» CONSIGNE DONNÉE 1
Recopiez fidèlement le passage du texte sur les crédits de l'AEFE qui va de « Après deux hausses » jusqu'à « au-lieu de 15 M€). ».
» CONSIGNE DONNÉE 2
Dans l'ensemble des enregistrements, substituez « trail-camera review » à « camera-trap review » sans toucher au reste. Reproduisez ensuite ces enregistrements en omettant les images.

II. UNE BAISSE DES CRÉDITS DÉDIÉS À L'AEFE HYPOTHÉQUANT ENCORE DAVANTAGE L'ATTEINTE DE L'OBJECTIF DE DOUBLEMENT DES EFFECTIFS D'ÉLÈVES À L'HORIZON 2030

Une SCSP versée à l'AEFE s'élevant à

Contre

Soit une baisse de

 
 
 

En 2025

En 2024

Entre 2024 et 2025

Après deux hausses successives du montant de sa subvention pour charges de service public (SCSP), de respectivement 30 M€ en 2023 et 8 M€ en 2024, l'AEFE connaîtra une baisse sensible de ses moyens en 2025, qui passeront de 455 M€ à 441 M€ (- 14 M€).

Selon les documents budgétaires, cette diminution est imputable à hauteur de 10 M€ à la fin du dispositif de soutien au réseau d'enseignement du français à l'étranger du Liban, qui avait été mise en place à la suite de la pandémie et prolongé par la suite et qui a notamment permis le financement de projets photovoltaïques.

Par ailleurs, le coût de la réforme du statut des personnels détachés intervenue en 2022 a été réévaluée à la baisse (18 M€ en 2025 contre 30 M€ prévus en PLF 2024) conduisant à une réduction du montant de la compensation versée par l'État à ce titre (9 M€ au-lieu de 15 M€).

» DONNÉES SOURCES
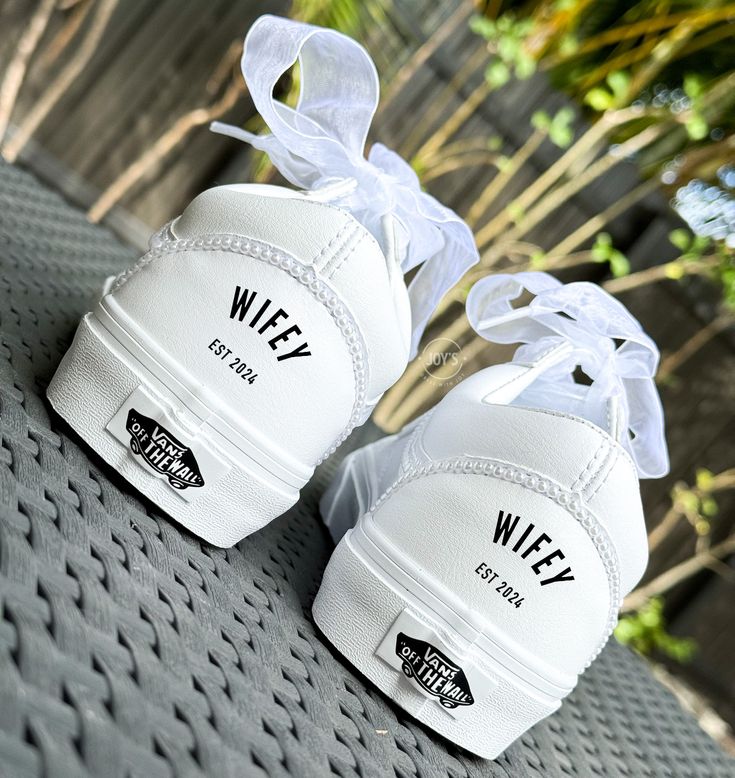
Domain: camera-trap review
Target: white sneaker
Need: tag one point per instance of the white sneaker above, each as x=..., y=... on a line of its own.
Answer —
x=497, y=534
x=263, y=324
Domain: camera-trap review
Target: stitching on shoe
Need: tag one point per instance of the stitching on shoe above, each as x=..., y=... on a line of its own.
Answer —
x=345, y=250
x=336, y=238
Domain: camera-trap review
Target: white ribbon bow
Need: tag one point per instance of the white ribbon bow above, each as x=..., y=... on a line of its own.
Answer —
x=585, y=316
x=322, y=142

» RÉSULTAT ATTENDU 1
Après deux hausses successives du montant de sa subvention pour charges de service public (SCSP), de respectivement 30 M€ en 2023 et 8 M€ en 2024, l'AEFE connaîtra une baisse sensible de ses moyens en 2025, qui passeront de 455 M€ à 441 M€ (- 14 M€).

Selon les documents budgétaires, cette diminution est imputable à hauteur de 10 M€ à la fin du dispositif de soutien au réseau d'enseignement du français à l'étranger du Liban, qui avait été mise en place à la suite de la pandémie et prolongé par la suite et qui a notamment permis le financement de projets photovoltaïques.

Par ailleurs, le coût de la réforme du statut des personnels détachés intervenue en 2022 a été réévaluée à la baisse (18 M€ en 2025 contre 30 M€ prévus en PLF 2024) conduisant à une réduction du montant de la compensation versée par l'État à ce titre (9 M€ au-lieu de 15 M€).

» RÉSULTAT ATTENDU 2
Domain: trail-camera review
Target: white sneaker
Need: tag one point per instance of the white sneaker above, each as x=..., y=... on a line of its own.
Answer —
x=497, y=534
x=263, y=324
Domain: trail-camera review
Target: stitching on shoe
Need: tag one point per instance of the stitching on shoe above, each as x=..., y=... on a line of its own.
Answer —
x=345, y=250
x=336, y=238
Domain: trail-camera review
Target: white ribbon bow
Need: tag one point per instance of the white ribbon bow above, each as x=..., y=... on a line of its own.
Answer —
x=585, y=316
x=322, y=142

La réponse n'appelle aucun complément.